=== Record set ===
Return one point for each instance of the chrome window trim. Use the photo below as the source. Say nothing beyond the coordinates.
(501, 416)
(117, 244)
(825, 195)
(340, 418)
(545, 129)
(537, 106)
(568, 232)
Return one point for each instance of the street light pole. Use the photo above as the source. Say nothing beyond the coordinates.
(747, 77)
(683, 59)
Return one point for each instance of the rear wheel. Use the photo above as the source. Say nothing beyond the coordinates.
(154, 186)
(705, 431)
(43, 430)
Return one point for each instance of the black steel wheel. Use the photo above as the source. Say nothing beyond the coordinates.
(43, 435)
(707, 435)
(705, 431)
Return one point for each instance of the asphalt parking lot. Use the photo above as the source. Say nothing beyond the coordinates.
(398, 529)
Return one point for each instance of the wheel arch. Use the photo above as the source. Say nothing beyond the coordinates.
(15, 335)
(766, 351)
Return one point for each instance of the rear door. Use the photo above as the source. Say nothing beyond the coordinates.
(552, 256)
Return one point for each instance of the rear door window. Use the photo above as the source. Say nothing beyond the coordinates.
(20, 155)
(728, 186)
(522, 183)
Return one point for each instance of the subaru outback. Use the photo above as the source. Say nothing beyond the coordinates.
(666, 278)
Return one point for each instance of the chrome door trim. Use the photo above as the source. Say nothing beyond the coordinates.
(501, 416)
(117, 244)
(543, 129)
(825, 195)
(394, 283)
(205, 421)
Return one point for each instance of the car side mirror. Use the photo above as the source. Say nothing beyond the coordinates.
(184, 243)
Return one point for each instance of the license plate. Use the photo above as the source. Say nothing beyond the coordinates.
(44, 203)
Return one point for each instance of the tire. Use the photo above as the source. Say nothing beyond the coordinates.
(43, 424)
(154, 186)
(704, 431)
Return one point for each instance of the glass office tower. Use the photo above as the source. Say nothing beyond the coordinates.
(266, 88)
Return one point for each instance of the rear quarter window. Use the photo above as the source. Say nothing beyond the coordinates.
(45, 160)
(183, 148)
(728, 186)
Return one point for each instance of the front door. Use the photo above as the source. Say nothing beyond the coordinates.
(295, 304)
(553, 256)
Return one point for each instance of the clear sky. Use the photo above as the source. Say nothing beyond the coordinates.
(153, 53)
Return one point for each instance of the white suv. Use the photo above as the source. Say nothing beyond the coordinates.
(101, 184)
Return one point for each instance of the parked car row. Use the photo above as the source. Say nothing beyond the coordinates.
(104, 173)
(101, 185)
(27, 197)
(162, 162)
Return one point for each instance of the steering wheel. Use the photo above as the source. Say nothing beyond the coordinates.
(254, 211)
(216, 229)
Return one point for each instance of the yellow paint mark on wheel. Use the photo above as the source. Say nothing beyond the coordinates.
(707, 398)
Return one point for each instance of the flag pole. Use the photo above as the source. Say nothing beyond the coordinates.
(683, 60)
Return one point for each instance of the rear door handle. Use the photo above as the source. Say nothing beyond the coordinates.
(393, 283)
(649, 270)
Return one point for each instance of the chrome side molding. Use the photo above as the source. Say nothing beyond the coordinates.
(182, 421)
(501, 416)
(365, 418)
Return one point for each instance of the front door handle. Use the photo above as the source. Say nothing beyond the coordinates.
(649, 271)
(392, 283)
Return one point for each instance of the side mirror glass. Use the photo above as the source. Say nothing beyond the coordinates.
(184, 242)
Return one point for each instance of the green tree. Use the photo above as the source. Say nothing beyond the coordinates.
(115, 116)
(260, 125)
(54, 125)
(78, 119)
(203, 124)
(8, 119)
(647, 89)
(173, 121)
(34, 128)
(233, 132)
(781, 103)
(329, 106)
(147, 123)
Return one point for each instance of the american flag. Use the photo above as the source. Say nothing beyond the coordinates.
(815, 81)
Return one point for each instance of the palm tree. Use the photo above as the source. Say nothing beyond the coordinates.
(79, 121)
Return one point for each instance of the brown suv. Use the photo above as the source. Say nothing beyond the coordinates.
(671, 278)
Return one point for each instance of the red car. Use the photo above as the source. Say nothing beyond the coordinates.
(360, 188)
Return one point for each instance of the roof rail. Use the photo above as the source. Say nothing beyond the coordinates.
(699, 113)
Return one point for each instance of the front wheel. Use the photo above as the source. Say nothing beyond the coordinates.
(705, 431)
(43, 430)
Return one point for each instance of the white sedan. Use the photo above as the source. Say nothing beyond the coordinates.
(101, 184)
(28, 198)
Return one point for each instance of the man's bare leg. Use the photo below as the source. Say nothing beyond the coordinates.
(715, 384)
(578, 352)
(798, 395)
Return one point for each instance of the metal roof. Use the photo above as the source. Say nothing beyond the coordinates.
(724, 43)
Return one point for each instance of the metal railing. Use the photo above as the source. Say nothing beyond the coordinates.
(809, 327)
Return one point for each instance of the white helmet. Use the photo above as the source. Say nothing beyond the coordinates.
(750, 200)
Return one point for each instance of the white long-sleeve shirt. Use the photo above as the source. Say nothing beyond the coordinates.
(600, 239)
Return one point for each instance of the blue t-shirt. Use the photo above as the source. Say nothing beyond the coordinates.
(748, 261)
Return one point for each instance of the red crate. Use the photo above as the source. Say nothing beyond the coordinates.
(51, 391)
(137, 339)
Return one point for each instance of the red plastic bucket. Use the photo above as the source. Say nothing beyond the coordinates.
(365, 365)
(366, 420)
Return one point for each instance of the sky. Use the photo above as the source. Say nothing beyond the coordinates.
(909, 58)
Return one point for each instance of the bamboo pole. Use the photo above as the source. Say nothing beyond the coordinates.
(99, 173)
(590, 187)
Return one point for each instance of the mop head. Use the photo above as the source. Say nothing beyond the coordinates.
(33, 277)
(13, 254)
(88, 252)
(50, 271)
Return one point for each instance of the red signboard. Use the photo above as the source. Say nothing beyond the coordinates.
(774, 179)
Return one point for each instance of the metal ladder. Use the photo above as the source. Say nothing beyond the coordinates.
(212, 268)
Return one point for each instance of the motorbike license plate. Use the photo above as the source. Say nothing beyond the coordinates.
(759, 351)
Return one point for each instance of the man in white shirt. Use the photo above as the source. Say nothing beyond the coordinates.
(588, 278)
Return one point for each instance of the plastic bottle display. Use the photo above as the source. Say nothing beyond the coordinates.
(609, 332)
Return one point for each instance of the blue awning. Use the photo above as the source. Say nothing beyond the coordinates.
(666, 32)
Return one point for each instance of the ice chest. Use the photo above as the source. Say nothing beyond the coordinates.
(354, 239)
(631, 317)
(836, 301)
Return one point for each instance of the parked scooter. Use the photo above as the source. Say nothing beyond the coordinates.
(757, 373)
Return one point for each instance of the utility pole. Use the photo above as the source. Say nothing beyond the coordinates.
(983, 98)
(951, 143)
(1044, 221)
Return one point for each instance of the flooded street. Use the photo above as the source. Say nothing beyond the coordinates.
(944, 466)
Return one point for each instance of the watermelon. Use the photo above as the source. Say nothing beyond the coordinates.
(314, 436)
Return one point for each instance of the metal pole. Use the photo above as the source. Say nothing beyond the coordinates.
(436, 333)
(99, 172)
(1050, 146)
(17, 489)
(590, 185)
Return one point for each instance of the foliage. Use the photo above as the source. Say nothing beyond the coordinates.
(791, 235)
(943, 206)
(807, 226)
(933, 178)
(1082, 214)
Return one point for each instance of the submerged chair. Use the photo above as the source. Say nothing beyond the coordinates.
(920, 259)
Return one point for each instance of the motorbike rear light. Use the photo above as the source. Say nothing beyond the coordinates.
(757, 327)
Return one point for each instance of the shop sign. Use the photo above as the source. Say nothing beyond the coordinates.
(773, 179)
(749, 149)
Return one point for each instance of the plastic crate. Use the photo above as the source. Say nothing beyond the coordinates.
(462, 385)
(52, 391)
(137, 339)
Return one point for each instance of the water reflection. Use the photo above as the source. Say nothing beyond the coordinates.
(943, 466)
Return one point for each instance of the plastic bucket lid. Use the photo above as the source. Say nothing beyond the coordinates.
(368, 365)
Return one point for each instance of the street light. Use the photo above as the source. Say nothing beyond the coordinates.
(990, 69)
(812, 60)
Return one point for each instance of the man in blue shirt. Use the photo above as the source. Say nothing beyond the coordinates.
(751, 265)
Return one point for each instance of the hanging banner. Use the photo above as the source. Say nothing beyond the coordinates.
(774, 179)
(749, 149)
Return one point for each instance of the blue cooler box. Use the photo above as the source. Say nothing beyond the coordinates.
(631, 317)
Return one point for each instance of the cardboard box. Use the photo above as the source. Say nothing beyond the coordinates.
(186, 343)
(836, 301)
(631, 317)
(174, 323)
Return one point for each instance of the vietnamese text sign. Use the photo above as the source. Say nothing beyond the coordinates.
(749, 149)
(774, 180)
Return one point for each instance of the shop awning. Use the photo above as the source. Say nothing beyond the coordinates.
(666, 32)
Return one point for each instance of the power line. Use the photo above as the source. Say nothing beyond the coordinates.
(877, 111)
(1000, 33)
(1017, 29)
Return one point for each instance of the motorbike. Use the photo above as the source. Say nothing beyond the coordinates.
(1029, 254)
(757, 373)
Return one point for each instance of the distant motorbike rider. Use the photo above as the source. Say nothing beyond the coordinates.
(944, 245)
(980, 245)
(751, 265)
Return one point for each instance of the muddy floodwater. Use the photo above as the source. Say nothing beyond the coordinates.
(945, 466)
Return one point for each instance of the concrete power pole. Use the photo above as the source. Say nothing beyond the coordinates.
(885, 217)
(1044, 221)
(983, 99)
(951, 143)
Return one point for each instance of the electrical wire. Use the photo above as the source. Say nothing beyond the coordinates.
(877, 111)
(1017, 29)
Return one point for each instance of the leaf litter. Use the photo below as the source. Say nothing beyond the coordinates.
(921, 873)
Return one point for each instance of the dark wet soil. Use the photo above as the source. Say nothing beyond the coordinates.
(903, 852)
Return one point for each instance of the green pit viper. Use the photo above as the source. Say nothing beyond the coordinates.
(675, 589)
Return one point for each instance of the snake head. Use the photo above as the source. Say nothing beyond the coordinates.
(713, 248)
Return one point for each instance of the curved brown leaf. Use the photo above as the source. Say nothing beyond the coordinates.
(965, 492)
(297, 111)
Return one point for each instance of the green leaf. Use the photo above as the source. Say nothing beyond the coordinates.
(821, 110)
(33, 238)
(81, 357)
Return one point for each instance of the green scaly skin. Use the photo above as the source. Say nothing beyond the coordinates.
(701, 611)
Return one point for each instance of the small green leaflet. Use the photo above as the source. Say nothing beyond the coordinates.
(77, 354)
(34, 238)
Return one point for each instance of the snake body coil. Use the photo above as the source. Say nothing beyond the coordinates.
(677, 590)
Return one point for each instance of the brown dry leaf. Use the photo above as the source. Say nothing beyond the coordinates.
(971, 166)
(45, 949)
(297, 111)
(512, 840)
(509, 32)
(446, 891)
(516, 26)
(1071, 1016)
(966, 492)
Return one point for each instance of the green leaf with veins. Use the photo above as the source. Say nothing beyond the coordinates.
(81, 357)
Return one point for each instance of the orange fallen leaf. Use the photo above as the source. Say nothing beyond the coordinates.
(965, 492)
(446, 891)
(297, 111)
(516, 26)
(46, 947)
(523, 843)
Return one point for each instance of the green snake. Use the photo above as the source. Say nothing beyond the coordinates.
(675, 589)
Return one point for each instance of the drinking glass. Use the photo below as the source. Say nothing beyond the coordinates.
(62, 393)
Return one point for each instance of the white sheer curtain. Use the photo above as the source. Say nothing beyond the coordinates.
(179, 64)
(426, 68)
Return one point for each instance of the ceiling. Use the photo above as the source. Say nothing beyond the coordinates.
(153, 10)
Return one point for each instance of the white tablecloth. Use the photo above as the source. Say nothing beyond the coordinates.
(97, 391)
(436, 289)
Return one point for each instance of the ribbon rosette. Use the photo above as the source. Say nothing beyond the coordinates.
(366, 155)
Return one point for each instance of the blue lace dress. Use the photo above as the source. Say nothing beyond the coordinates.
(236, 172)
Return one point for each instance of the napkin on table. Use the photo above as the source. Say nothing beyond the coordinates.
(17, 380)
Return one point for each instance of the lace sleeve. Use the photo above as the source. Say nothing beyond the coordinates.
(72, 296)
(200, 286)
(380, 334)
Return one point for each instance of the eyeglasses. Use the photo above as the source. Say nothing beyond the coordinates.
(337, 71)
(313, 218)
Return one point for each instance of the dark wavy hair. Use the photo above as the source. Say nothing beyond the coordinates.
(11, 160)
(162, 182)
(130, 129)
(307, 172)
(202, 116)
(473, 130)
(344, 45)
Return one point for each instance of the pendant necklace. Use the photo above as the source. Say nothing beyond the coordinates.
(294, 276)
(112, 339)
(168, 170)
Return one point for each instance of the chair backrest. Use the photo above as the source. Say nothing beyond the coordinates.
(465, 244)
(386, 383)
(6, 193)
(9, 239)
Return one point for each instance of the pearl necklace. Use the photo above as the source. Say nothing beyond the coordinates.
===
◆ What is being asked ◆
The lines to reproduce run from the line containing "Return one point for each instance of the orange" to the end of the listing; write them out exactly and add nothing.

◆ Result below ◆
Return one point for each instance of the orange fallen leaf. Use the photo above as the source. Say nothing beyond the coordinates.
(965, 492)
(446, 891)
(297, 111)
(516, 26)
(46, 947)
(523, 843)
Return one point for each instance of the green snake. Use the photo above as the source. Say nothing beyond the coordinates.
(675, 589)
Return one point for each instance of the drinking glass. Use the photo below as the source. Say nothing beyond the coordinates.
(62, 393)
Return one point for each instance of the white sheer curtain. Use the photo above as the source. Say nothing beyond the coordinates.
(179, 64)
(426, 68)
Return one point for each instance of the ceiling. Use the photo above as the source. Say nothing beyond the coordinates.
(153, 10)
Return one point for each instance of the white tablecloth. Use the photo above as the source. Say nothing beyond the coordinates.
(97, 391)
(436, 289)
Return one point for each instance of the ribbon rosette. Use the photo above as the source. Say nothing beyond the coordinates.
(366, 155)
Return one point for each instance of the blue lace dress. Use the photo above as the source. Say nothing beyond the coordinates.
(236, 172)
Return one point for each instance of the napkin on table. Use the photo above as the source. Say nothing beyond the coordinates.
(17, 380)
Return one point for each instance of the lace sleeve. Use the photo above as the source. Say nothing beyond the coordinates.
(72, 296)
(200, 286)
(380, 334)
Return one point for each instance of the eyeglasses. Use the photo above as the source. Say nothing beyond the coordinates.
(337, 71)
(313, 218)
Return one point for each instance of the dark wavy hair. Use the photo above as the source. Say nothing beyond the coordinates.
(11, 160)
(162, 182)
(130, 129)
(307, 172)
(202, 116)
(473, 130)
(344, 45)
Return one point for each instance of the pendant necklace. Use the photo above as the source. Say nothing beyond the coordinates.
(294, 276)
(112, 339)
(168, 170)
Return one point for each instance of the chair backrest. Use the photo above as the source. Say nothing beyond the coordinates.
(465, 244)
(386, 383)
(6, 193)
(9, 239)
Return one point for each instance of the pearl necklace. Use the photo above as the source. Say nothing beyond the coordinates.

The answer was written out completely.